[Records excerpted from a collection]
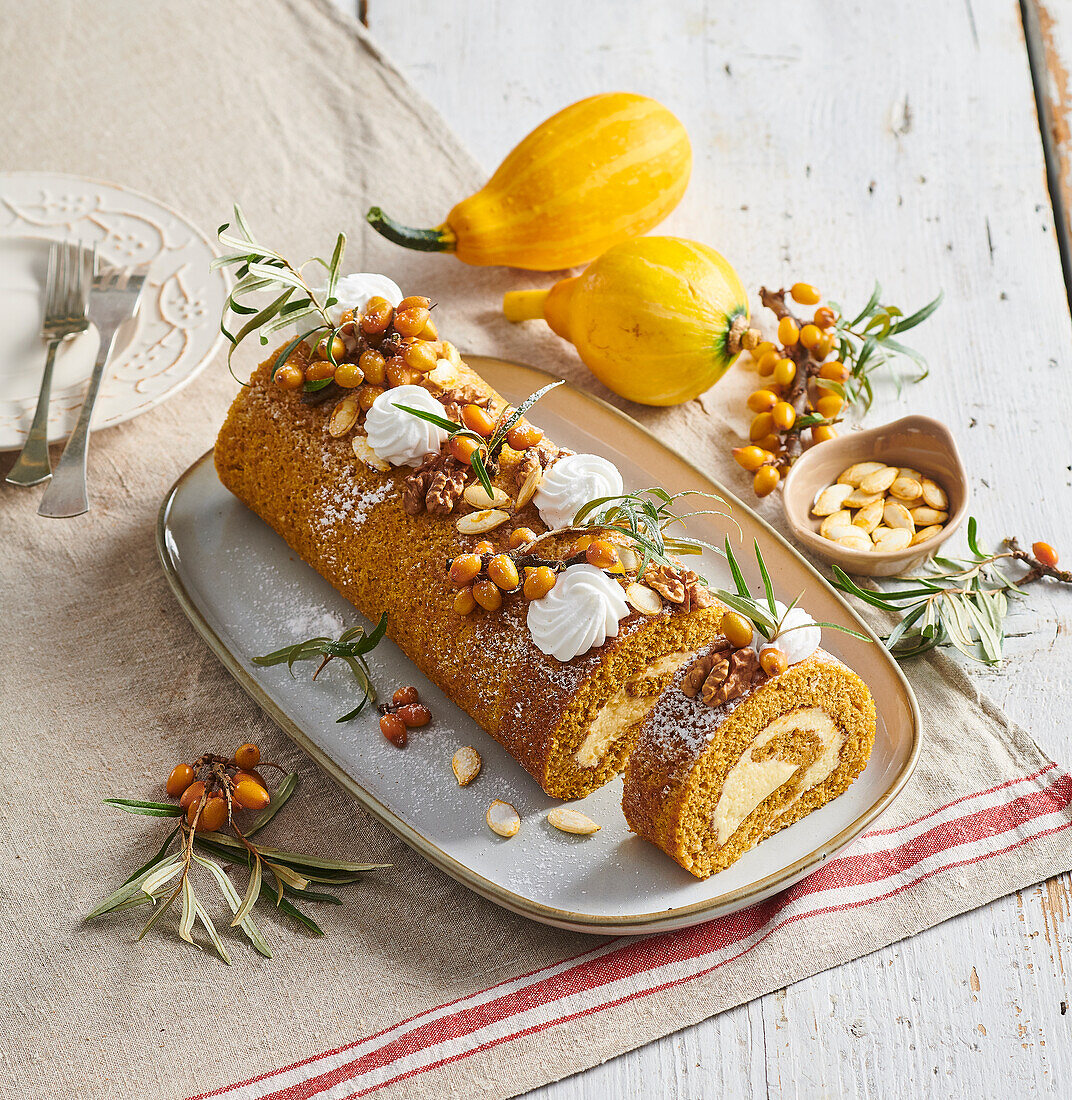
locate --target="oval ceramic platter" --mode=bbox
[158,357,920,935]
[0,171,228,450]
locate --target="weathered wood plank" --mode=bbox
[343,1,1072,1096]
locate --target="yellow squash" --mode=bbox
[503,237,756,406]
[366,93,691,270]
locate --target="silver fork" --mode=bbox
[38,260,146,518]
[5,241,92,487]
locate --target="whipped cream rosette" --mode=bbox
[527,564,630,661]
[534,453,623,529]
[364,385,450,468]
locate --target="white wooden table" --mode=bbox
[350,1,1072,1094]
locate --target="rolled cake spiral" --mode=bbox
[215,348,721,799]
[622,646,876,878]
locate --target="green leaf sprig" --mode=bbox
[88,775,388,963]
[252,613,388,722]
[212,205,346,387]
[715,538,870,644]
[394,379,564,501]
[831,519,1071,665]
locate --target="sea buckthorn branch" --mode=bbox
[734,282,941,498]
[88,745,390,963]
[831,519,1070,664]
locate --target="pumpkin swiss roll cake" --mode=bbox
[622,605,877,879]
[214,271,724,799]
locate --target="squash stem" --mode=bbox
[365,207,455,253]
[502,290,550,323]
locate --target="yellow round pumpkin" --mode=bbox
[366,93,691,270]
[503,237,755,406]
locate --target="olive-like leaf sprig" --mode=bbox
[715,538,871,645]
[252,613,388,722]
[87,774,389,963]
[394,379,564,500]
[831,518,1071,665]
[212,205,346,388]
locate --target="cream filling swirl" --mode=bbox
[527,564,630,662]
[533,453,624,530]
[364,385,449,468]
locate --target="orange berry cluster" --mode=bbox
[735,283,847,497]
[165,743,272,833]
[450,405,545,467]
[378,685,432,747]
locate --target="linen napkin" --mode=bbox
[1,3,1069,1099]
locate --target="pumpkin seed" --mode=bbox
[515,464,543,508]
[836,532,874,551]
[625,582,663,615]
[873,527,912,552]
[812,483,854,516]
[820,510,854,540]
[457,508,511,535]
[837,461,885,487]
[426,360,458,388]
[921,477,948,509]
[617,546,642,573]
[853,498,884,533]
[883,501,915,531]
[911,524,945,545]
[898,467,923,480]
[452,746,482,787]
[889,477,923,502]
[463,484,512,510]
[910,506,949,526]
[352,436,390,472]
[547,807,601,835]
[859,466,898,494]
[328,395,360,437]
[843,487,886,508]
[486,800,520,838]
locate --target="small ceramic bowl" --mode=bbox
[781,414,969,577]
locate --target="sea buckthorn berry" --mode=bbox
[419,318,438,341]
[772,401,796,431]
[358,385,385,412]
[777,316,799,345]
[815,333,836,359]
[585,540,620,570]
[506,420,544,450]
[386,357,418,388]
[193,797,228,833]
[472,540,494,554]
[509,526,538,550]
[816,394,844,418]
[799,324,821,350]
[461,404,497,437]
[752,341,775,361]
[811,425,838,444]
[393,685,420,707]
[773,358,796,387]
[454,587,477,615]
[747,389,778,413]
[235,743,261,771]
[449,553,482,587]
[749,412,774,442]
[720,611,754,649]
[755,434,782,455]
[397,703,432,728]
[732,445,770,472]
[403,341,438,374]
[472,580,503,611]
[274,364,304,390]
[380,712,408,747]
[316,335,346,361]
[359,348,387,385]
[180,781,206,810]
[397,295,431,312]
[233,778,271,811]
[756,351,778,377]
[790,283,821,306]
[334,362,365,388]
[166,764,195,798]
[753,466,780,497]
[392,306,430,337]
[524,566,557,600]
[819,360,849,382]
[305,360,336,382]
[760,648,790,676]
[813,306,837,329]
[1033,541,1059,567]
[361,298,393,335]
[449,435,480,465]
[487,554,520,591]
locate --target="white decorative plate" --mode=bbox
[0,171,228,450]
[158,358,921,935]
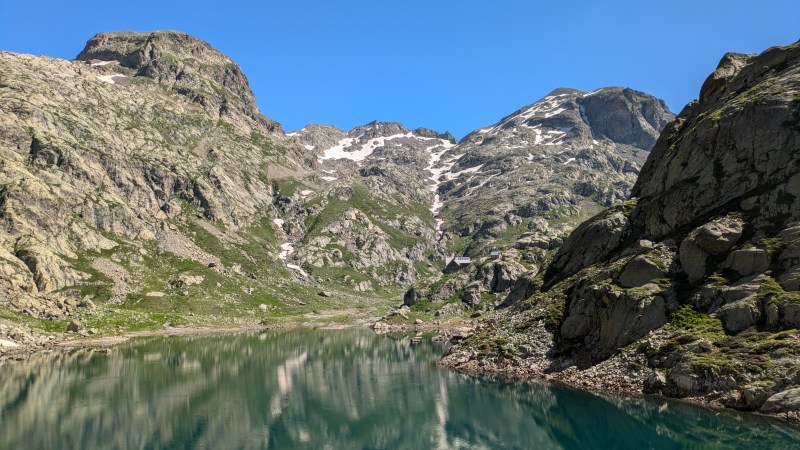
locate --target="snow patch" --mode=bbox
[300,190,313,197]
[90,60,116,67]
[319,132,415,163]
[563,157,576,165]
[273,218,285,228]
[96,74,127,85]
[321,176,337,182]
[430,194,443,214]
[286,263,309,277]
[279,243,294,260]
[304,144,315,150]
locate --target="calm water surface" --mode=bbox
[1,328,799,449]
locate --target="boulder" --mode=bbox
[643,370,667,394]
[760,388,800,414]
[258,304,268,312]
[66,320,83,333]
[694,217,744,255]
[723,248,771,277]
[79,298,96,310]
[679,238,708,282]
[618,255,666,288]
[559,281,667,358]
[318,291,333,298]
[742,386,770,410]
[0,338,20,348]
[354,281,372,292]
[778,265,800,291]
[717,296,760,333]
[176,274,204,287]
[669,361,699,394]
[544,206,631,285]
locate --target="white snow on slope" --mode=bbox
[90,60,116,67]
[480,93,570,136]
[423,140,459,236]
[279,243,294,260]
[286,263,309,277]
[96,74,127,85]
[320,133,416,162]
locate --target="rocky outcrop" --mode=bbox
[545,40,800,358]
[444,40,800,419]
[76,31,280,132]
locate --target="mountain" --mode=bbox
[401,87,673,316]
[443,40,800,417]
[0,31,397,329]
[0,30,676,352]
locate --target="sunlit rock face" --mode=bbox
[446,41,800,416]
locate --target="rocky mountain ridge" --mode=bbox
[401,87,673,317]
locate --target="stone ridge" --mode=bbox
[77,30,280,132]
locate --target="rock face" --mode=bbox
[76,31,280,132]
[444,40,800,417]
[544,41,800,358]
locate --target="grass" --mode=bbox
[668,304,726,340]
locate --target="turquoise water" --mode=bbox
[1,328,798,449]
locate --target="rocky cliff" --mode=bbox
[443,40,800,420]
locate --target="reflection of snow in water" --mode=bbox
[434,376,450,450]
[271,350,309,419]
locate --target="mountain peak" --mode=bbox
[464,87,673,152]
[76,30,280,132]
[547,87,586,97]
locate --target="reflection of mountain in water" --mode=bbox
[1,329,798,449]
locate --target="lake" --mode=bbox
[1,328,798,449]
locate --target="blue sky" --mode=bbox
[1,1,798,138]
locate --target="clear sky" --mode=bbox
[1,1,798,138]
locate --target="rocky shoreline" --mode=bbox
[441,349,800,426]
[440,319,800,426]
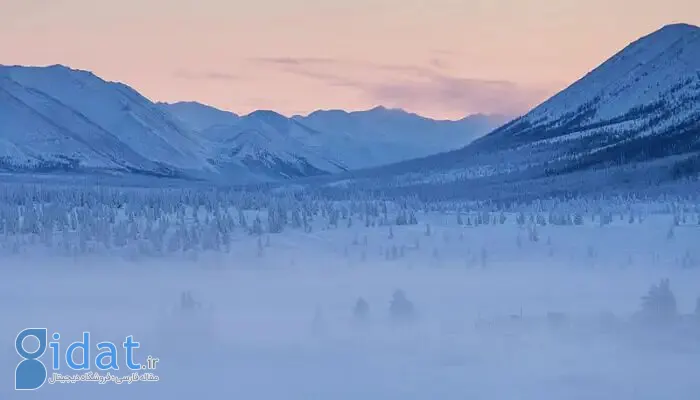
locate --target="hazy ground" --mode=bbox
[2,212,699,399]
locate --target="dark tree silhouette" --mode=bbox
[180,290,200,311]
[353,297,370,321]
[639,278,677,324]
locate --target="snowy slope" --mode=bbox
[526,23,700,127]
[343,23,700,191]
[157,101,240,132]
[472,23,700,167]
[202,111,348,181]
[0,65,213,176]
[295,107,507,168]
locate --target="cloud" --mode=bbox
[174,70,239,81]
[250,56,555,116]
[367,76,552,117]
[251,57,435,77]
[252,57,336,66]
[274,68,360,88]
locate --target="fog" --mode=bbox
[3,255,700,399]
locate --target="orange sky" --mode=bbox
[1,0,699,119]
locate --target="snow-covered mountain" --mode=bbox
[0,65,501,182]
[161,102,506,172]
[475,23,700,168]
[0,64,213,177]
[293,107,507,168]
[199,110,349,181]
[342,23,700,194]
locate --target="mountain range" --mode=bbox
[0,65,505,183]
[159,102,507,181]
[1,22,698,194]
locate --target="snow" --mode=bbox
[157,101,240,132]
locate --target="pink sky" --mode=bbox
[2,0,699,119]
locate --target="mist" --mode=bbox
[2,205,699,400]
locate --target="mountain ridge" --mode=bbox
[0,64,213,177]
[160,100,506,173]
[0,64,504,182]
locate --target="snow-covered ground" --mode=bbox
[2,199,700,399]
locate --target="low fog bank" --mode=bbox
[2,261,699,400]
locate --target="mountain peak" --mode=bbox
[367,105,405,113]
[636,22,700,47]
[162,101,239,116]
[656,22,699,33]
[45,63,75,70]
[165,100,208,107]
[346,106,414,118]
[2,64,95,75]
[245,109,287,119]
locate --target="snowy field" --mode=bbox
[1,194,700,399]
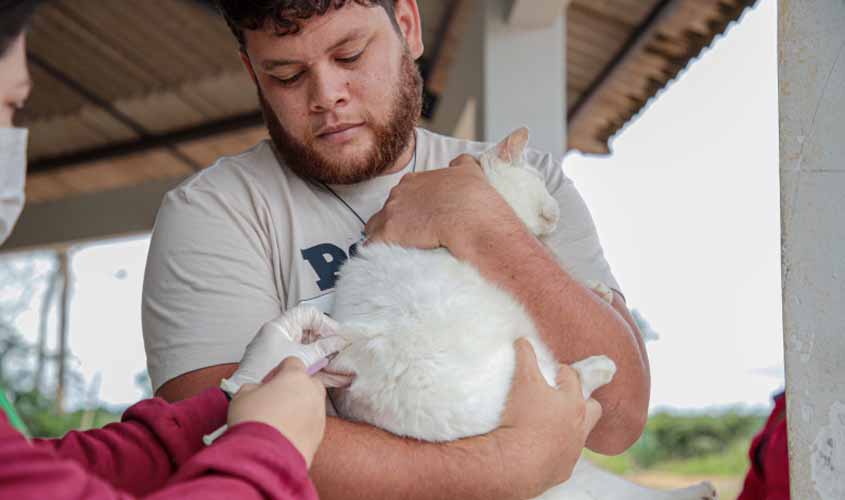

ACTIVITY:
Faithful copy, images left out: write out every line of data.

REPLY TO THE TASK:
locate --target="oval ceramic platter" --mode=bbox
[158,357,920,935]
[0,171,228,450]
locate --target="weathered wood plank" --mode=bbox
[343,1,1072,1096]
locate --target="yellow squash" --mode=bbox
[503,237,756,406]
[366,93,691,270]
locate --target="silver fork" --mode=bbox
[38,260,146,518]
[5,241,92,487]
locate --target="whipped cream rosette" --mode=bbox
[527,564,630,661]
[534,453,623,529]
[364,385,450,468]
locate --target="white wooden table" --mode=bbox
[350,1,1072,1094]
locate --target="rolled cake spiral" --mode=bbox
[215,348,721,799]
[622,646,876,878]
locate --target="green leaf sprig" --mode=bbox
[88,775,388,963]
[252,613,388,722]
[212,205,346,387]
[715,538,870,644]
[394,379,564,501]
[831,519,1071,665]
locate --target="sea buckthorn branch" --mode=bbox
[734,282,941,498]
[88,745,390,963]
[831,519,1070,664]
locate --target="pumpkin swiss roll cake" --mode=bbox
[622,605,877,879]
[214,271,724,799]
locate --target="squash stem" --mode=bbox
[365,207,455,253]
[502,290,550,323]
locate --target="yellow round pumpkin" --mode=bbox
[366,93,691,270]
[503,237,755,406]
locate --target="olive-like leaf sprig" --mode=bbox
[715,538,871,645]
[252,613,388,722]
[87,774,389,963]
[394,379,564,500]
[831,518,1071,665]
[212,205,346,388]
locate --target="cream filling swirl" --mode=bbox
[527,564,630,662]
[533,453,624,530]
[364,385,449,468]
locate --target="orange berry cluster" --mode=bbox
[735,283,847,497]
[165,743,272,833]
[450,405,545,467]
[378,685,432,747]
locate --target="linen napkin" --mode=bbox
[1,3,1069,1099]
locate --target="pumpkin seed" --mode=bbox
[515,464,543,508]
[836,532,874,551]
[625,582,663,615]
[873,527,912,552]
[812,483,854,516]
[820,510,854,540]
[457,508,511,535]
[837,461,885,487]
[426,360,458,388]
[921,477,948,509]
[617,546,642,573]
[853,498,884,533]
[883,501,915,531]
[911,524,945,545]
[898,467,923,480]
[452,746,482,787]
[889,477,923,502]
[463,484,512,510]
[910,506,949,526]
[352,436,390,472]
[547,807,601,835]
[859,466,898,494]
[328,395,360,437]
[843,487,886,508]
[486,800,520,838]
locate --target="small ceramic bowl" --mode=bbox
[781,414,969,577]
locate --target="sea buckthorn berry" --mode=bbox
[419,318,438,341]
[772,401,796,431]
[358,385,385,412]
[777,316,799,345]
[815,333,836,359]
[585,540,620,570]
[506,420,544,450]
[386,357,418,388]
[193,797,228,833]
[472,540,494,554]
[509,526,538,550]
[816,394,844,418]
[799,324,821,350]
[461,404,497,437]
[752,341,775,361]
[811,425,838,444]
[393,685,420,707]
[773,358,796,387]
[454,587,477,615]
[747,389,778,413]
[235,743,261,771]
[449,553,482,587]
[749,412,774,442]
[720,611,754,649]
[755,434,782,455]
[397,703,432,728]
[732,445,770,472]
[403,341,438,374]
[472,580,503,611]
[274,364,304,390]
[380,712,408,747]
[316,335,346,361]
[359,348,387,385]
[180,781,206,810]
[397,295,431,312]
[233,778,271,811]
[756,351,778,377]
[790,283,821,306]
[334,362,365,388]
[166,764,195,798]
[753,466,780,497]
[392,306,430,337]
[524,566,557,600]
[819,360,849,382]
[305,360,336,382]
[760,648,790,676]
[813,306,837,329]
[1033,541,1059,567]
[361,298,393,335]
[449,435,480,465]
[487,554,520,591]
locate --target="white decorative plate" --mode=bbox
[0,171,228,450]
[158,358,921,935]
locate --target="snow patch" --mode=bbox
[300,190,313,197]
[90,60,116,67]
[319,132,415,163]
[563,157,576,165]
[273,218,285,228]
[96,74,127,85]
[321,176,337,182]
[430,194,443,214]
[286,263,309,277]
[279,243,294,260]
[304,144,315,150]
locate --target="calm water surface" --mode=bbox
[1,328,799,449]
locate --target="boulder" --mode=bbox
[643,370,667,394]
[760,388,800,414]
[258,304,268,312]
[66,320,83,333]
[694,217,744,255]
[723,248,771,277]
[79,298,96,310]
[679,238,708,282]
[618,255,666,288]
[559,281,667,358]
[318,291,333,298]
[742,386,770,410]
[0,338,20,348]
[354,281,372,292]
[778,265,800,291]
[717,296,760,333]
[176,274,204,287]
[669,361,699,394]
[544,206,631,285]
locate --target="white snow on slope" --mode=bbox
[90,60,116,67]
[480,93,570,136]
[423,140,459,236]
[279,243,294,260]
[286,263,309,277]
[96,74,127,85]
[320,133,416,162]
locate --target="rocky outcrop" --mode=bbox
[545,40,800,358]
[444,40,800,419]
[76,31,280,132]
locate --target="mountain" --mode=bbox
[401,87,673,316]
[443,40,800,417]
[0,31,397,329]
[0,30,676,352]
locate --target="sunlit rock face" --mode=bbox
[446,41,800,416]
locate --target="rocky mountain ridge" --mode=bbox
[401,87,673,317]
locate --target="stone ridge" --mode=bbox
[77,30,280,132]
locate --target="rock face" --mode=bbox
[76,31,280,132]
[444,40,800,417]
[544,41,800,358]
locate --target="grass" --mode=bbox
[668,304,726,340]
locate --target="turquoise water" --mode=bbox
[1,328,798,449]
locate --target="rocky cliff" --mode=bbox
[443,40,800,420]
locate --target="reflection of snow in water" --mode=bbox
[434,376,450,450]
[271,350,309,419]
locate --target="mountain peak" --mode=bbox
[464,87,673,152]
[76,30,280,132]
[547,87,586,97]
locate --target="reflection of mountain in water" --mode=bbox
[1,329,798,449]
locate --target="lake" --mode=bbox
[1,328,798,449]
locate --target="blue sky" --mode=bbox
[1,1,798,138]
locate --target="clear sky" --mode=bbox
[1,1,798,138]
locate --target="rocky shoreline" --mode=bbox
[441,349,800,426]
[440,319,800,426]
locate --target="hazy ground" --mode=bbox
[2,212,699,399]
locate --target="dark tree silhouette" --mode=bbox
[180,290,200,311]
[353,297,370,321]
[639,278,677,324]
locate --target="snowy slope" --mode=bbox
[526,23,700,127]
[343,23,700,191]
[157,101,240,132]
[472,23,700,167]
[202,111,348,181]
[0,65,213,176]
[295,107,507,168]
locate --target="cloud" --mode=bbox
[174,70,239,81]
[250,56,555,116]
[367,76,552,117]
[251,57,435,77]
[252,57,336,66]
[274,68,360,88]
locate --target="fog" --mode=bbox
[3,255,700,399]
locate --target="orange sky" --mode=bbox
[1,0,699,119]
locate --target="snow-covered mountain" --mode=bbox
[0,65,501,182]
[161,102,506,172]
[475,23,700,168]
[0,64,213,177]
[293,107,507,168]
[199,110,349,181]
[342,23,700,194]
locate --target="mountain range" --mode=bbox
[0,65,505,183]
[159,102,507,181]
[1,22,698,194]
locate --target="snow" --mode=bbox
[157,101,240,132]
locate --target="pink sky" --mode=bbox
[2,0,699,119]
locate --target="mist" --mode=bbox
[2,205,699,400]
locate --target="mountain ridge" --mode=bbox
[0,64,213,177]
[160,100,506,173]
[0,64,504,182]
locate --target="snow-covered ground" --mode=bbox
[2,199,700,399]
locate --target="low fog bank" --mode=bbox
[2,261,699,400]
locate --target="mountain peak" --mode=bbox
[367,105,405,113]
[636,22,700,47]
[162,101,239,116]
[656,22,699,33]
[45,63,75,70]
[165,100,208,107]
[346,106,414,118]
[2,64,95,75]
[245,109,287,119]
locate --target="snowy field" --mode=bbox
[1,194,700,399]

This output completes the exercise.